— Begin —
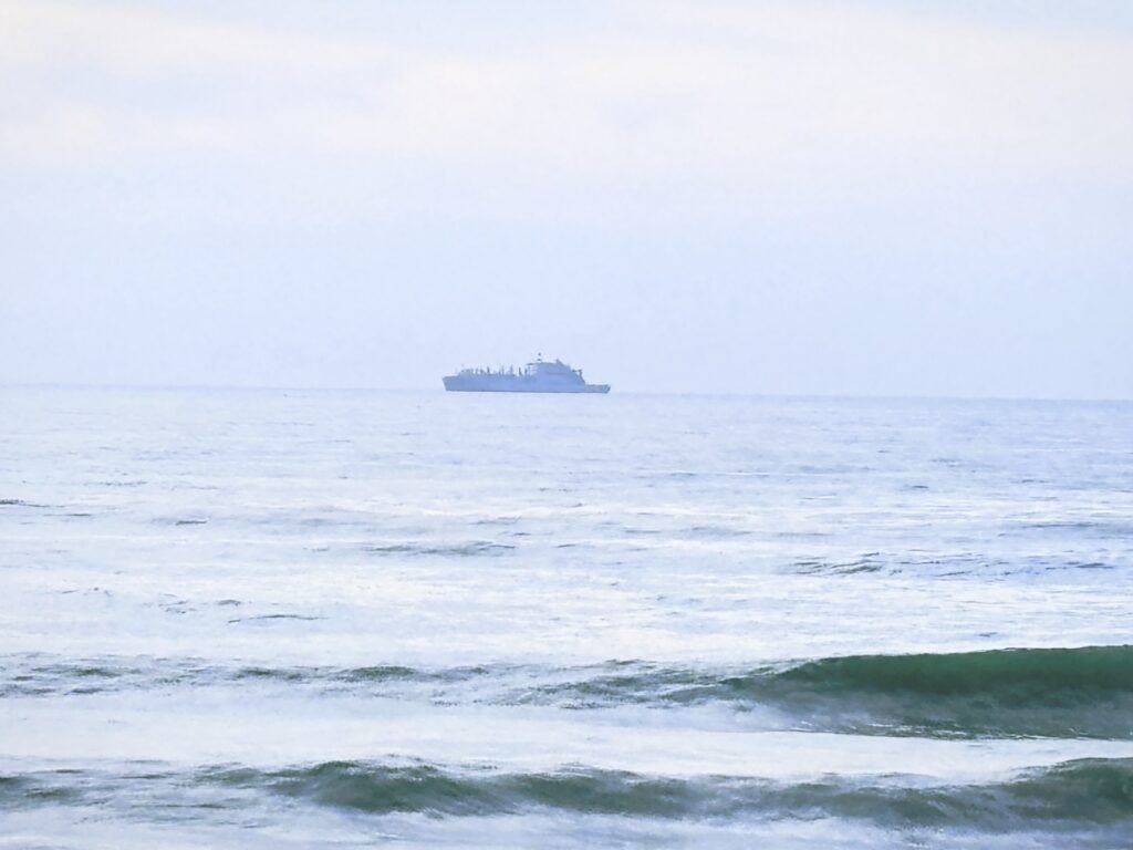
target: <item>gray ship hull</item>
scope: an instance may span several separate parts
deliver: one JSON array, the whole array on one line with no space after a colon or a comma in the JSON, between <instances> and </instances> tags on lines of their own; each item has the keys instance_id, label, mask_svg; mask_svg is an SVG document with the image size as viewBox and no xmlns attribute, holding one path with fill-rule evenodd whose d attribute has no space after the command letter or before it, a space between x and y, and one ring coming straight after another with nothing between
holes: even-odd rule
<instances>
[{"instance_id":1,"label":"gray ship hull","mask_svg":"<svg viewBox=\"0 0 1133 850\"><path fill-rule=\"evenodd\" d=\"M610 392L610 384L547 381L529 375L448 375L443 380L450 392Z\"/></svg>"}]
</instances>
— End —
■ **Exercise instructions**
Quote the records above line for line, with the pictures omitted.

■ **Response**
target: <item>gray ship hull</item>
scope: an instance may span several separate parts
deliver: one JSON array, the whole array on one line with no space after a colon or a comma in the JSON, between <instances> and </instances> tags on lines of their own; each item has the keys instance_id, label, mask_svg; mask_svg is an SVG document with the image size as viewBox and no xmlns attribute, holding one path with fill-rule evenodd whose d attribute has no space after the command letter or before it, a space between x and y, and one ring coming straight after another with nothing between
holes: even-odd rule
<instances>
[{"instance_id":1,"label":"gray ship hull","mask_svg":"<svg viewBox=\"0 0 1133 850\"><path fill-rule=\"evenodd\" d=\"M610 392L610 384L547 381L529 375L448 375L443 380L450 392Z\"/></svg>"}]
</instances>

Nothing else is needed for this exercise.